┏━━

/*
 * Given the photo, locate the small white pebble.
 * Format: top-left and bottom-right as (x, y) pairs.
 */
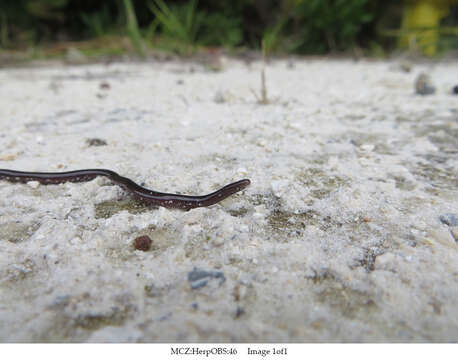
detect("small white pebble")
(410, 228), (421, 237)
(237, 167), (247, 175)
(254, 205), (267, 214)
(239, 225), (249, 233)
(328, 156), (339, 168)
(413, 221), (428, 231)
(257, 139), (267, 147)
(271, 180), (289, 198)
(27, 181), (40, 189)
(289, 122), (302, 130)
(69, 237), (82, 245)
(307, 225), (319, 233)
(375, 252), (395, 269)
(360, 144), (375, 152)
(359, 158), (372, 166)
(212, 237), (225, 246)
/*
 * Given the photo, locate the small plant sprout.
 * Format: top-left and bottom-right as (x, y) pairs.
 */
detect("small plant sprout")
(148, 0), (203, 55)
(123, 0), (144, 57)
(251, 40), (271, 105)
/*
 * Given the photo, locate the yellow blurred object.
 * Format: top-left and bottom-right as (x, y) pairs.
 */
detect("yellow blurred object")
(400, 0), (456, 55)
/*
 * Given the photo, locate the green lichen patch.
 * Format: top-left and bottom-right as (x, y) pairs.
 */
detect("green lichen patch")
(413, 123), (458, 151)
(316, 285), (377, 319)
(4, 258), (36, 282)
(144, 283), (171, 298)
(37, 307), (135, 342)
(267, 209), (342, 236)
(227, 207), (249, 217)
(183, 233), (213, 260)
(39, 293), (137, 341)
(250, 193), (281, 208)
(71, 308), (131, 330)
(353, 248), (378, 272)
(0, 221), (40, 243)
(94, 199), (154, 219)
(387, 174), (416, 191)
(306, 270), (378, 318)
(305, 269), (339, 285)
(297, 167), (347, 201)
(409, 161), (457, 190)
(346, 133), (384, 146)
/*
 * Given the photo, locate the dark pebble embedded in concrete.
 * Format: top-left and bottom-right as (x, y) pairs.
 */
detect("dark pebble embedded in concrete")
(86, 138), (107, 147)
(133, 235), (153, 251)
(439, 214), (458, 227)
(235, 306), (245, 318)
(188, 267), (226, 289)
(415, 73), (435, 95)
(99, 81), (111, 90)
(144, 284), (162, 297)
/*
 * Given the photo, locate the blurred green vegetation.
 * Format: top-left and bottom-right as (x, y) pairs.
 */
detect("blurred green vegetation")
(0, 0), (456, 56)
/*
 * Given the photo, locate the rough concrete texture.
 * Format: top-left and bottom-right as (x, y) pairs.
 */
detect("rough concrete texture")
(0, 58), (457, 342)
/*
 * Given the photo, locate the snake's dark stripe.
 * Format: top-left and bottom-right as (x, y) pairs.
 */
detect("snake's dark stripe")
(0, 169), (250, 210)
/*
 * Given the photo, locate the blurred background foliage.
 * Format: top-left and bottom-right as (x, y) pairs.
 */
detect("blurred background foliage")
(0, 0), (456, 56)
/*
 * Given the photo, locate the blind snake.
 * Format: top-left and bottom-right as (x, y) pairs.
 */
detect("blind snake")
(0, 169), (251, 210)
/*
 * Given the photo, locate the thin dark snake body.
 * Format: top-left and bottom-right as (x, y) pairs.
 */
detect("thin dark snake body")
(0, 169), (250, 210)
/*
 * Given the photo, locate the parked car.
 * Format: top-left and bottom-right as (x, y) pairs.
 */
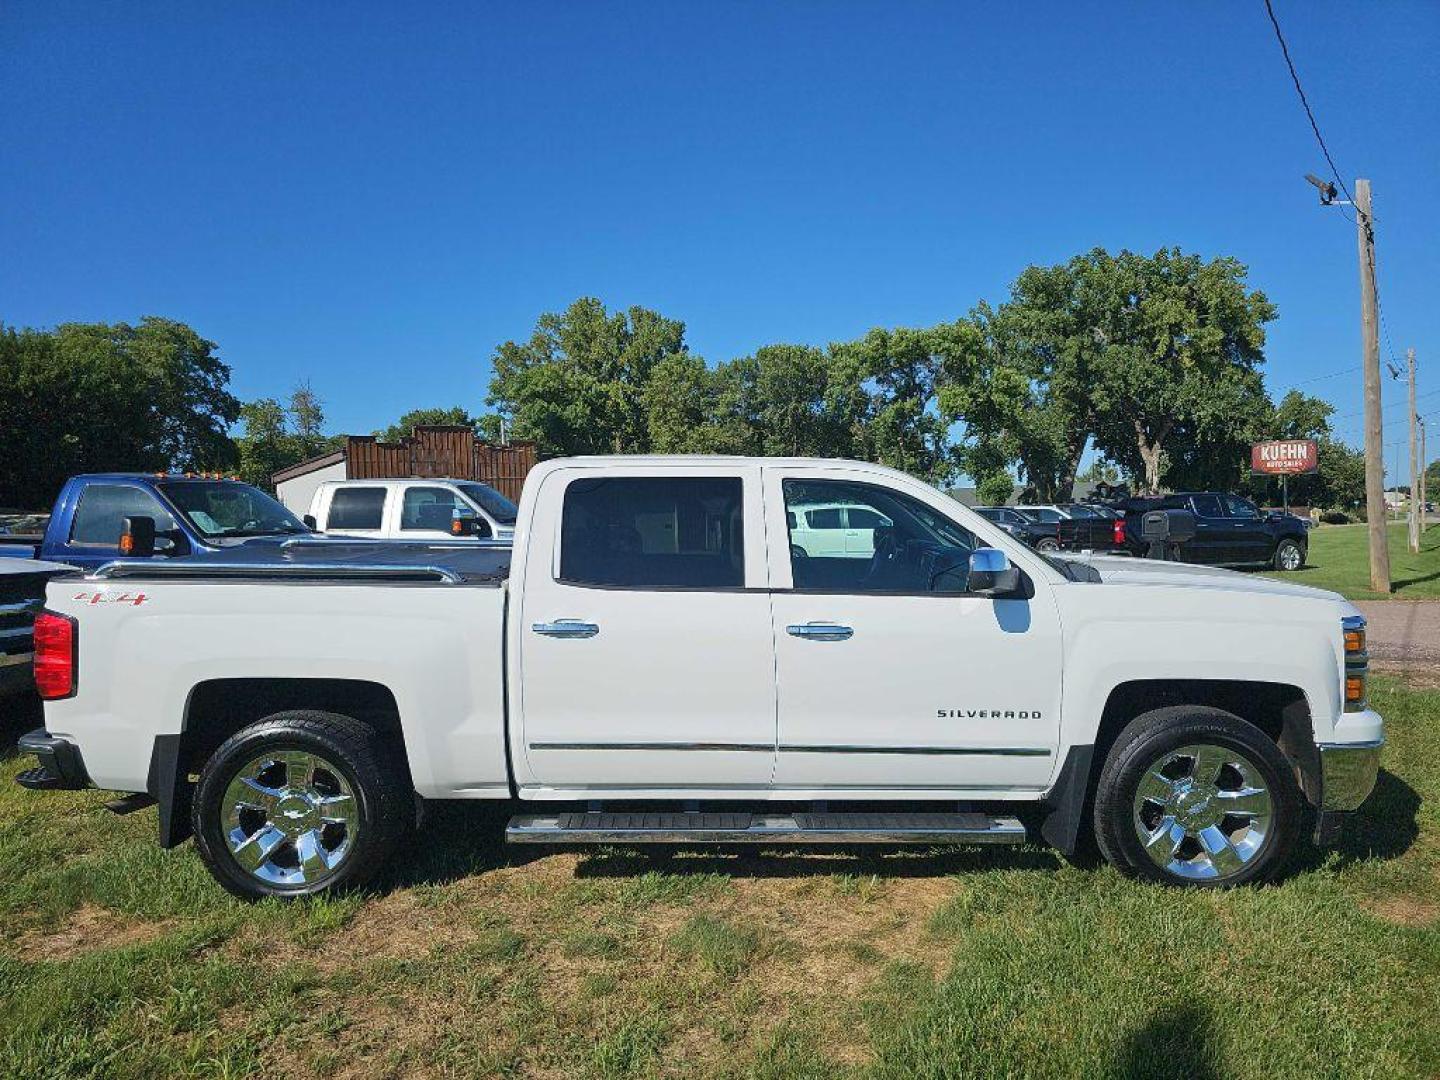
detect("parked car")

┗━━

Exercise objective :: Look through the material above. Copy each line where the word "locate" appears.

Output ::
 * Given the photo, locate the small white pebble.
 * Given the photo, locate the small plant sprout.
 * Given the photo, locate the yellow blurred object.
 * Given the photo, locate the green lichen patch.
 * Given the photo, locate the dark pebble embedded in concrete.
 * Given the photo, locate the blurred green vegetation.
 * Given the photo, locate the rough concrete texture.
 * Given the photo, locate the snake's dark stripe.
 * Given the photo, locate the blurred background foliage.
 * Given the photo, locate the blind snake.
 * Given the photo, locate the thin dark snake body.
 * Given the photo, locate the parked car.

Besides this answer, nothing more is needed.